*Material for this task:*
((

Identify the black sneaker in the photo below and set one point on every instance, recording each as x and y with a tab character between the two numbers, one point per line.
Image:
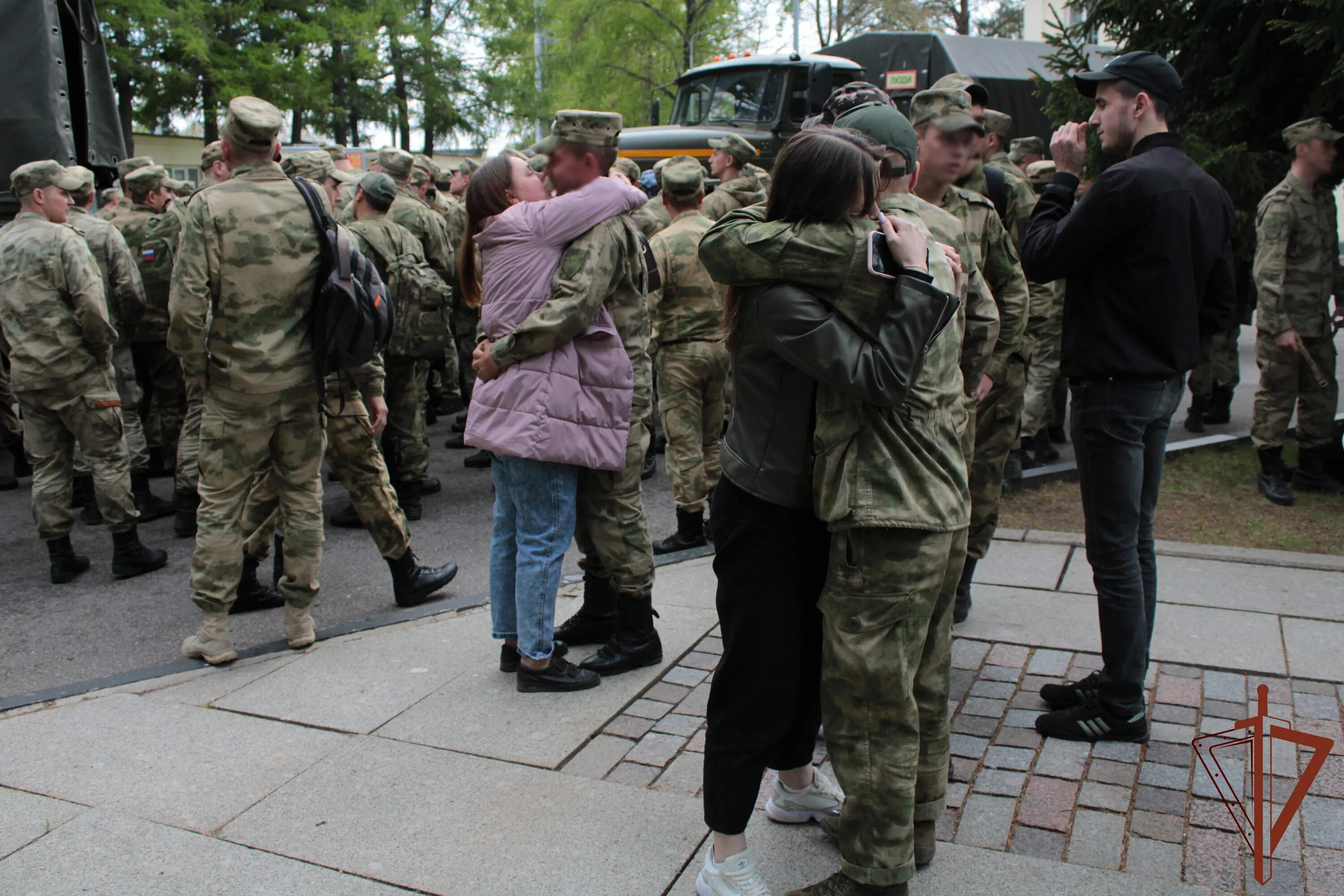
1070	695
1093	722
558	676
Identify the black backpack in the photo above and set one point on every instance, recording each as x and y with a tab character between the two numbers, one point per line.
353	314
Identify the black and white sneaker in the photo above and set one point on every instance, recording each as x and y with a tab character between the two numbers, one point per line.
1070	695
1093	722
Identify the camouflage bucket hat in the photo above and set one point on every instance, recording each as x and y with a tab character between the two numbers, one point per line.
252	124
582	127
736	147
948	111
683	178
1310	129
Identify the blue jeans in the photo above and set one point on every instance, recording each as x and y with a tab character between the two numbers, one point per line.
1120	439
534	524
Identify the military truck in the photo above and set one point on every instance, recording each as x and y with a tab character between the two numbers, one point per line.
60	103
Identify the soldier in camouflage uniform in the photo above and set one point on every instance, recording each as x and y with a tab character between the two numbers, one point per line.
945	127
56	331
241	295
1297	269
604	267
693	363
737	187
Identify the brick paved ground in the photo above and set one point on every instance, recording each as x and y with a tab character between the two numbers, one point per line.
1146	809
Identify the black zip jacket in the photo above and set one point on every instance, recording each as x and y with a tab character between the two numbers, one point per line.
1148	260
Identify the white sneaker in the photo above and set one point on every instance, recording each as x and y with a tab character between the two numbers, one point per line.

))

*Aim of the exercise:* Starting at the line that contains "Identify the military", output each remaining line of the listing, the last line included, exactly as it appears.

*Output:*
Identify the military truck in the photo above and set one point on every instance, recording each as x and y with a tab character between the two numbers, one point per line.
60	103
Identify the soldier in camouflage uniform in the photo above and set one point on every instance, recording each as x and y with a tab character between the two numbers, one point per line.
945	127
56	331
241	295
1297	269
604	267
693	363
737	187
Identify the brick paved ground in the photo above and set one point on every instance, recording each as x and y with a tab character between the two numbers, one point per line.
1146	809
Identify the black zip jacket in the photo above and set one point on every instance, recording each as x and y with a tab character between the two numbers, one point per line.
1148	260
Identify the white sneaker in the photo above and set one point on every instance, recording each as x and y with a tab character between the two numbers, one point per line.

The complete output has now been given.